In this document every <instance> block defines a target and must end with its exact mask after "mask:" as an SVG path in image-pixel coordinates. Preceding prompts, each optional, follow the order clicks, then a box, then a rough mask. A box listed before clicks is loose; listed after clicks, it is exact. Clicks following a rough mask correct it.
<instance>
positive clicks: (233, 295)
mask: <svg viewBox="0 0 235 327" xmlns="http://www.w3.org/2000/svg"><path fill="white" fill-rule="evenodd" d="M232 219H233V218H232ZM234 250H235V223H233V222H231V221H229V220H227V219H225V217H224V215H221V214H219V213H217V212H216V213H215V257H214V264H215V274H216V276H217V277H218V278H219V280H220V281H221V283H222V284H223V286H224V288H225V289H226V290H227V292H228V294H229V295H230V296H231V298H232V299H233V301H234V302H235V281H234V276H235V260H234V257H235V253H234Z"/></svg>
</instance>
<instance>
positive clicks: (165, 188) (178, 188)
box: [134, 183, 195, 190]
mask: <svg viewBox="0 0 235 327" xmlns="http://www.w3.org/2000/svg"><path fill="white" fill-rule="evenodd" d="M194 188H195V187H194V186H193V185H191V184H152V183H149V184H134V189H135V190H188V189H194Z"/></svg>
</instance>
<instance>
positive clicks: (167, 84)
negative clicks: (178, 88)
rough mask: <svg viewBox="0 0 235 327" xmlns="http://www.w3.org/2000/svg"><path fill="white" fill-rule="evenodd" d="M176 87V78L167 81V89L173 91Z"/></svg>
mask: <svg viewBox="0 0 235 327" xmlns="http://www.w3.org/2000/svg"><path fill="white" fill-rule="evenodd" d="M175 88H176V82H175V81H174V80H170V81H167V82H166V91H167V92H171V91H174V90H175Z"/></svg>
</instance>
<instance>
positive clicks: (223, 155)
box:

INSTRUCTION —
Give the number of lines in the data above that contain the word "positive". Reply with only that number.

SOLUTION BELOW —
4